-- What needs to be done --
The expected output is the data below, character for character, without its pictures.

Segment Start: Given information

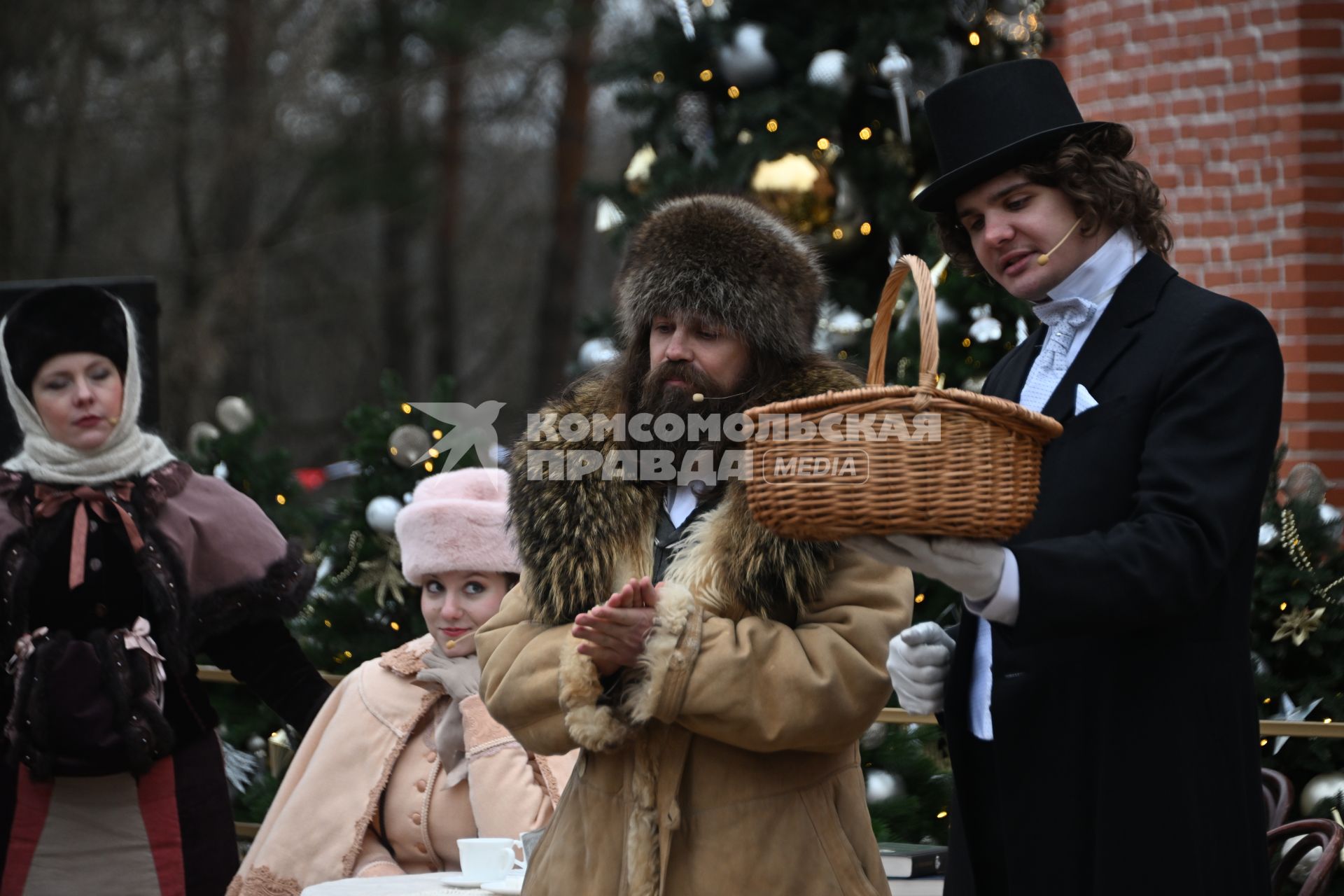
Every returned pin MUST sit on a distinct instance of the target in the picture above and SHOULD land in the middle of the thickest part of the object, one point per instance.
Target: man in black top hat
(1097, 697)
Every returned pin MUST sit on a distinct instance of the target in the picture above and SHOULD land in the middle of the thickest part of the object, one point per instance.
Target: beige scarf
(127, 453)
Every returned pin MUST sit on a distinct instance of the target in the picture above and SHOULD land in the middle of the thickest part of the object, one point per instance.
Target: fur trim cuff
(590, 726)
(668, 654)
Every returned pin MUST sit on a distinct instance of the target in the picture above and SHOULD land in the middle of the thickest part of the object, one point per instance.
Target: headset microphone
(1042, 260)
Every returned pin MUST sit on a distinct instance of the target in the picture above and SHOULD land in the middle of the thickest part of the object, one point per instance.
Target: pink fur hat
(456, 522)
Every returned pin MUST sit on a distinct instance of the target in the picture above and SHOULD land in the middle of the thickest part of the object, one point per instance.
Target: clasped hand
(613, 633)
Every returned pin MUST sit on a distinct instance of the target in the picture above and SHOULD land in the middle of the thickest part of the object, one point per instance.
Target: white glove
(974, 567)
(918, 660)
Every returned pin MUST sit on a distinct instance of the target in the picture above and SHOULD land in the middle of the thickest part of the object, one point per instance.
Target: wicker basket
(932, 463)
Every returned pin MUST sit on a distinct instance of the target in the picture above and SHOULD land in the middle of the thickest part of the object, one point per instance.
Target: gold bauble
(797, 188)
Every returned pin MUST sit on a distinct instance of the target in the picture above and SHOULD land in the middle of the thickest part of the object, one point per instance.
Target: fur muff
(727, 261)
(581, 538)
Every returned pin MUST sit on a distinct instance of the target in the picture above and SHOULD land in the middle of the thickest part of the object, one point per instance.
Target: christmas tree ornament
(683, 15)
(874, 736)
(1291, 713)
(407, 445)
(796, 188)
(201, 435)
(883, 786)
(1332, 522)
(279, 752)
(897, 70)
(986, 328)
(1268, 535)
(846, 327)
(1307, 484)
(695, 128)
(384, 574)
(609, 216)
(746, 62)
(1328, 786)
(830, 70)
(600, 349)
(1298, 625)
(234, 414)
(381, 514)
(640, 169)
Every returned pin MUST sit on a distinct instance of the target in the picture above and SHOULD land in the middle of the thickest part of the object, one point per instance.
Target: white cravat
(1070, 324)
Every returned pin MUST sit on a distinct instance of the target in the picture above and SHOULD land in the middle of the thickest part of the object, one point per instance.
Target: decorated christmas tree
(1297, 636)
(816, 113)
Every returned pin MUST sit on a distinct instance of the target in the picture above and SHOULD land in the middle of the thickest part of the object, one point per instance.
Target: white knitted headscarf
(127, 451)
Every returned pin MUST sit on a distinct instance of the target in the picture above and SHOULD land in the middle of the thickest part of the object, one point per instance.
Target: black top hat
(995, 118)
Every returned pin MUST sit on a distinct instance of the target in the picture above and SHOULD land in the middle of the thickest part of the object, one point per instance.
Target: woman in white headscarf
(118, 566)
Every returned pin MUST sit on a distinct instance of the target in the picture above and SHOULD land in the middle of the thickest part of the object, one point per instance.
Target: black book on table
(913, 860)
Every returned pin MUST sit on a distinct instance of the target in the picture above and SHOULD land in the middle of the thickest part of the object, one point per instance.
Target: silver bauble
(201, 435)
(1320, 788)
(987, 330)
(1332, 520)
(874, 736)
(846, 327)
(234, 414)
(598, 349)
(746, 62)
(1306, 482)
(381, 514)
(883, 786)
(407, 444)
(830, 70)
(1269, 535)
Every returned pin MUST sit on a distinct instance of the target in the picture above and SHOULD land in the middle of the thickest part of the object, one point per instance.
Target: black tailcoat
(1126, 750)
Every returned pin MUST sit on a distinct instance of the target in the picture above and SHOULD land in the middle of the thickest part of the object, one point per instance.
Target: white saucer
(457, 879)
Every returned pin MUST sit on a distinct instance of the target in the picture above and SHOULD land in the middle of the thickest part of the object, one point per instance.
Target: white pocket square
(1084, 400)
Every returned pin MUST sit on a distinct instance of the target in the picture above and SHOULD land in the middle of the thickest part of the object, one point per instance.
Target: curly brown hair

Segment End: Given information

-- Response to the exercise --
Every returned pin MUST sit on a distinct instance of the target in the picture above and SHOULD land in the middle of the thickest part of the object, one point per instance.
Target: man in black top hat
(1097, 697)
Every returned pin MUST sit on a distinct instance of the target in the picture above and SHOULD land in the middle of the thickest part of the object, one point per instance.
Target: beige scarf
(127, 453)
Every returned pin MUST sit on a distinct instance of the target in the picture above and SHOULD land in the middle of the thickest part of the object, one point per instance.
Target: fur trim cuff
(590, 726)
(668, 654)
Every returned pin MUST sit on a distinct instance of the target in the picture above and SHOULD land in the middle of the thickest part of the object, one point per instance.
Target: headset microphone
(1042, 260)
Every returned pin MUST sit on a distinct instance of the target in the picture above and SHOULD land in the middle of the thickest part of the object, one point per instance.
Target: pink fur hat
(456, 522)
Every returned pin MUST sit on a distinct instance of the target in the picture above and SHOULD land in the middle of the thickest part of the object, one point per instance.
Target: clasped hand
(613, 633)
Every returned pin MUST sit on a distinct instance of the target in the picture above and SHOULD land in the middle of the thickest part of the object, one point per instance.
Target: white glove
(974, 567)
(918, 660)
Every returned pin MUST sit on a distinct instance of the target in the picture above and SHOULD land in the middle of the thickest part of the object, one point per instance.
Target: wicker basket
(932, 463)
Every returned pin MUST sit on a distinct instance of the target in the picture above and SHOULD land in the middle of the thickest part of the object, one point per instance.
Target: gold bauble
(797, 188)
Every returned pin MUST sit on a distinct instance of the target in the picture above and SHOULD land in the middle of the thickest part of the object, one point per instance.
Target: fur muff
(727, 261)
(581, 538)
Every returned pin MUST sit on a distinct instance of the target in the picture above and SHOULD land in the middle of the thickest part of the object, one point per instance.
Target: christmas tree ornament
(683, 15)
(874, 736)
(1291, 713)
(407, 445)
(796, 188)
(201, 435)
(883, 786)
(1332, 522)
(279, 752)
(897, 70)
(986, 328)
(1268, 535)
(846, 327)
(1307, 484)
(695, 128)
(384, 574)
(609, 216)
(746, 62)
(1328, 786)
(830, 70)
(600, 349)
(1298, 625)
(234, 414)
(381, 514)
(640, 169)
Every returned pin MUST sit on a distinct instance of the target in the picture above and SHOULD land in the middle of the thickest part of the object, one point per instance.
Target: white cravat
(1070, 324)
Every returned pin MUST sit on a distinct instance of the target in the picture above and SHOULD land in the middle of the thickest part of the object, one point per instance.
Target: decorated christmas tree
(1297, 636)
(816, 113)
Every returned pin MUST sit on a distinct instance of the target in the picture above and SHOULD land in the middle of the thickest part of the object, one point per instance.
Target: white knitted headscarf
(127, 451)
Every returned pin MUST sit on a distinct instance of the target in the picture above and SHOULD land in the middle of the thickest part of the object, one point per instance.
Target: black top hat
(995, 118)
Every returned pin MUST sit on a distinct instance of the target in the picture above and SHOULD land in the middle of the thickest part of the object, one point per instance.
Target: woman in white headscarf
(118, 566)
Every returned pin MUST sit on a distinct instance of the target in the picture above and SHOULD land in the middle of the thickest part of the object, one point per instance.
Target: black book on table
(913, 860)
Every returned pin MUST sit on a distinct instance of the target in the picture above and SHOULD land in the middle of the thickest part of the object, one point per instance.
Target: silver bauble
(201, 435)
(1320, 788)
(987, 330)
(1332, 520)
(874, 736)
(846, 327)
(234, 414)
(598, 349)
(746, 62)
(1306, 482)
(381, 514)
(883, 786)
(407, 444)
(830, 70)
(1269, 535)
Every returned pin MUST sit on a distinct instance of the target in the picture above and SHOULD land in the middle of the thickest part of the object, one point per instance.
Target: black tailcoat
(1126, 750)
Every returned pin MUST sit on a distinct instance of the target in the picture above and SHOULD land in the middle of the thickest part of the object, one point per instance.
Target: white saucer
(457, 879)
Every returned pin MUST sit on a distinct instance of the target in the picture above and SHOULD land in the middle of the thickest part of the object, one point per instance.
Target: white pocket square
(1084, 400)
Every returned pin MUST sit on a distinct instance of the target in the picture above and SHOULD land in the middle of the thickest part of the object, one point per instance.
Target: curly brown hair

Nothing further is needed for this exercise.